- **WORK ORDER**
Leaving the pictures aside, return all of the data below exactly.

Natural-language object grounding data:
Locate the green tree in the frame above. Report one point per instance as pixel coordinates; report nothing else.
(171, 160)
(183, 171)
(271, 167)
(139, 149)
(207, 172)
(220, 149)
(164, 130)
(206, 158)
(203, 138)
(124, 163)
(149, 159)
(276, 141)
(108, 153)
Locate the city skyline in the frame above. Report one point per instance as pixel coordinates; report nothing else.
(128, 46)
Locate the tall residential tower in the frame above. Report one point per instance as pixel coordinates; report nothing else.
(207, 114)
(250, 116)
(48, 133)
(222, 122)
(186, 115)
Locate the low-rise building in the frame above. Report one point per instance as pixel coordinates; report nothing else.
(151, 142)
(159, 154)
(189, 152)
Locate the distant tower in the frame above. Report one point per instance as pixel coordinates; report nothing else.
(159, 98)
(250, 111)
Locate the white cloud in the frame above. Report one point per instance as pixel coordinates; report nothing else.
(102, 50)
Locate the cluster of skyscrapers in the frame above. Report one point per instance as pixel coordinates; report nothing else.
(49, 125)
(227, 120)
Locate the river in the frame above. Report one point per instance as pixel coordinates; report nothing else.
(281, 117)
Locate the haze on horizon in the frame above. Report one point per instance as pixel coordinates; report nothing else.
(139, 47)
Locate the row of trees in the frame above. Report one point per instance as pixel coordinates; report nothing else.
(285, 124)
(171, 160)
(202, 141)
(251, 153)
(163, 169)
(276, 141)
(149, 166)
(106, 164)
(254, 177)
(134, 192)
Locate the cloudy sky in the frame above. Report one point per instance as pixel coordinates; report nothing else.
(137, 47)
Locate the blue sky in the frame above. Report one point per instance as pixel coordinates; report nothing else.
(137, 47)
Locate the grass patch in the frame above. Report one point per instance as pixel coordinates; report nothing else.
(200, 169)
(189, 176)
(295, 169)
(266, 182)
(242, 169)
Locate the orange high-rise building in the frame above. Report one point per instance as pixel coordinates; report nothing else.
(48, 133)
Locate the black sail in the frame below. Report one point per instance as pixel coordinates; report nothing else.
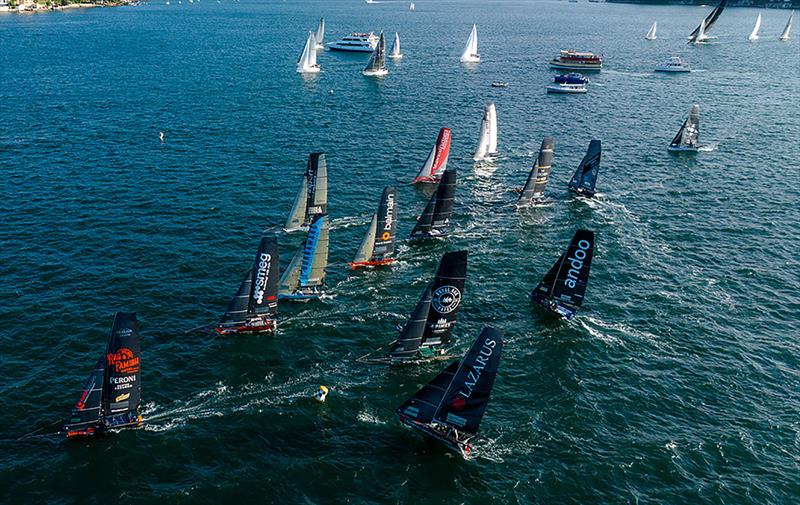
(468, 394)
(387, 225)
(709, 21)
(567, 279)
(447, 292)
(537, 179)
(408, 343)
(585, 177)
(122, 391)
(423, 405)
(435, 219)
(263, 296)
(86, 414)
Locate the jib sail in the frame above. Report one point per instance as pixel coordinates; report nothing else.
(585, 177)
(447, 292)
(537, 179)
(408, 343)
(436, 163)
(435, 219)
(312, 198)
(566, 280)
(464, 403)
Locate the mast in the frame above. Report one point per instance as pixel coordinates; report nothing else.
(396, 47)
(410, 339)
(470, 53)
(699, 33)
(447, 292)
(754, 34)
(122, 390)
(567, 279)
(785, 35)
(320, 34)
(651, 34)
(539, 174)
(436, 163)
(585, 177)
(464, 402)
(377, 62)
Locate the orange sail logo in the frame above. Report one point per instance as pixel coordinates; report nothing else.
(123, 361)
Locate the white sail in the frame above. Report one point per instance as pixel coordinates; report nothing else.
(754, 35)
(651, 35)
(396, 47)
(491, 111)
(320, 34)
(785, 35)
(470, 54)
(307, 63)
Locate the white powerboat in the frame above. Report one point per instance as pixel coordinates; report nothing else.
(355, 42)
(674, 64)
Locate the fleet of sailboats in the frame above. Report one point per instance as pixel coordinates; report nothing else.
(487, 143)
(754, 34)
(470, 53)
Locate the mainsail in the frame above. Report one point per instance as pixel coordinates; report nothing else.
(395, 53)
(436, 163)
(307, 62)
(563, 287)
(540, 172)
(451, 407)
(306, 273)
(699, 33)
(255, 304)
(585, 177)
(785, 34)
(688, 136)
(320, 34)
(312, 198)
(487, 144)
(435, 219)
(470, 53)
(651, 34)
(377, 247)
(112, 393)
(756, 28)
(377, 62)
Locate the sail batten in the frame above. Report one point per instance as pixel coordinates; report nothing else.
(585, 177)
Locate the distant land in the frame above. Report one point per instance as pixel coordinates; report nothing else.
(791, 4)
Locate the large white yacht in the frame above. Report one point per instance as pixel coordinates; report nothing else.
(356, 42)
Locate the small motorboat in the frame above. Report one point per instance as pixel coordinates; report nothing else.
(674, 64)
(568, 83)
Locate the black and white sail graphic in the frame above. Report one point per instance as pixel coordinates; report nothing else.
(447, 293)
(312, 198)
(435, 219)
(707, 23)
(539, 174)
(458, 396)
(585, 177)
(112, 393)
(258, 292)
(378, 244)
(688, 136)
(565, 282)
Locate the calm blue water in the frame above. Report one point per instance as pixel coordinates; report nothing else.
(677, 383)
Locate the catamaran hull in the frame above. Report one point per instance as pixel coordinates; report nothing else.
(464, 449)
(358, 264)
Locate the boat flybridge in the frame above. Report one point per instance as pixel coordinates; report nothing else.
(355, 42)
(674, 64)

- **FINAL ANSWER**
Locate the green tree in the frame above. Report one point per instance as pixel coordinates; report nothing else.
(171, 160)
(183, 171)
(271, 167)
(139, 149)
(207, 172)
(220, 149)
(164, 130)
(206, 158)
(203, 138)
(124, 163)
(149, 159)
(276, 141)
(108, 153)
Locate the city skyline in the frame above. Report one point per instance as pixel coordinates; report nothing else.
(128, 46)
Locate the tall residential tower in the frame above. Report one point per instance as pixel coordinates; report nothing else.
(207, 114)
(250, 116)
(48, 133)
(222, 122)
(186, 115)
Locate the low-rise building in the frame above. Report one point per instance as pixel coordinates; report nothing else.
(151, 142)
(159, 154)
(189, 152)
Locate the distant tower in the frame above. Report one point per instance as pixel coordinates; report nothing else.
(159, 98)
(250, 111)
Locate the white cloud in the frame above. Report one point per instance as pixel coordinates; report nothing else.
(102, 50)
Locate the cluster of skyscrapers in the frame above. Report one point per instance as pixel coordinates; report nothing else.
(49, 125)
(227, 120)
Locate the river in the frame above. Report one point per instance as pixel coordinates; report nothing else.
(281, 117)
Locate the haze on horizon in the frame above. Report one point per instance as pixel coordinates; report nothing else.
(139, 47)
Locate the row of trees in the frame above. Report one point per instance as pixel coordinates; report nothing else.
(285, 124)
(171, 160)
(202, 141)
(251, 153)
(163, 169)
(276, 141)
(149, 166)
(106, 164)
(254, 177)
(134, 192)
Locate the cloudy sky in the frame above. Report one point per instance as pixel coordinates; report nothing else.
(137, 47)
Locate the blue sky in the frame above. Report one point per instance as pixel coordinates; report nothing else.
(137, 47)
Locate the grass patch in the frame above. Report one point per instance as pixel coordinates; report nothing else.
(200, 169)
(189, 176)
(295, 169)
(266, 182)
(242, 169)
Locate the orange high-rise building in the frame above. Report one point per instance as pixel coordinates; report nothing else.
(48, 133)
Locate the black sail in the frame below. Report one point per instance as pixel coordinates; report nothing else.
(468, 394)
(387, 225)
(709, 21)
(567, 279)
(447, 292)
(537, 179)
(408, 343)
(585, 177)
(122, 391)
(423, 405)
(435, 219)
(263, 296)
(86, 414)
Locate the jib sail in the frame above. Report one point per instance as pixel coordinates; report nothing else.
(585, 177)
(447, 292)
(537, 179)
(408, 343)
(436, 163)
(435, 219)
(312, 198)
(566, 280)
(464, 403)
Locate the mast in the frame above. Report one point per instance as pixel coordinates; report nothing else.
(396, 47)
(410, 339)
(470, 53)
(699, 33)
(447, 292)
(754, 34)
(122, 390)
(567, 279)
(785, 35)
(320, 34)
(651, 34)
(539, 174)
(436, 163)
(585, 177)
(464, 402)
(377, 62)
Locate the orange sail logo in the frame above. Report one point per instance as pixel coordinates; report nothing else.
(123, 361)
Locate the white sail in the frame above. Report one point per instance as pixel coordinates; report nothing else.
(754, 35)
(651, 35)
(396, 47)
(491, 111)
(320, 34)
(785, 35)
(470, 54)
(307, 63)
Locate the white powerboat in the frame above. Report one point per instance as pixel coordinates; report nothing else.
(355, 42)
(674, 64)
Locate the fleet of sailboats in the frame above. Report one point per instance as pixel coordinates; report nothing else.
(487, 143)
(754, 34)
(470, 53)
Locate the mainsail in the frame above. Report one point per instance as pixel coordinates; report nothing else.
(395, 53)
(436, 163)
(307, 62)
(563, 287)
(540, 172)
(451, 407)
(306, 273)
(699, 33)
(255, 304)
(585, 177)
(785, 34)
(688, 136)
(320, 34)
(312, 198)
(487, 144)
(435, 219)
(470, 53)
(651, 34)
(377, 247)
(112, 393)
(756, 28)
(377, 62)
Locate the sail batten in the frame above. Report one point per instance as pixel coordinates; report nothing else.
(585, 177)
Locate the distant land in the frame above. Report one point per instance as pixel coordinates; report nothing else.
(791, 4)
Locate the large white yacht in the frame above. Report one point per instance as pixel coordinates; report nothing else.
(356, 42)
Locate the small motorboat in the frame above. Report one point per instance as pixel coordinates; report nothing else.
(674, 64)
(568, 83)
Locate the black and white sail graphic in the frame above. Report one point per instance as pixel coordinates; report nothing else.
(447, 293)
(312, 198)
(435, 219)
(707, 23)
(539, 174)
(458, 396)
(585, 177)
(112, 393)
(258, 292)
(378, 244)
(688, 136)
(565, 282)
Locate the calm blue water in the frame above. Report one point per instance as pixel coordinates; report nothing else.
(677, 383)
Locate the catamaran hull in the frame above. Report one point per instance as pixel coordinates; report nothing else.
(464, 449)
(358, 264)
Locate the boat flybridge in the frame above. Report one point per instance as pixel coordinates; report nothing else.
(355, 42)
(674, 64)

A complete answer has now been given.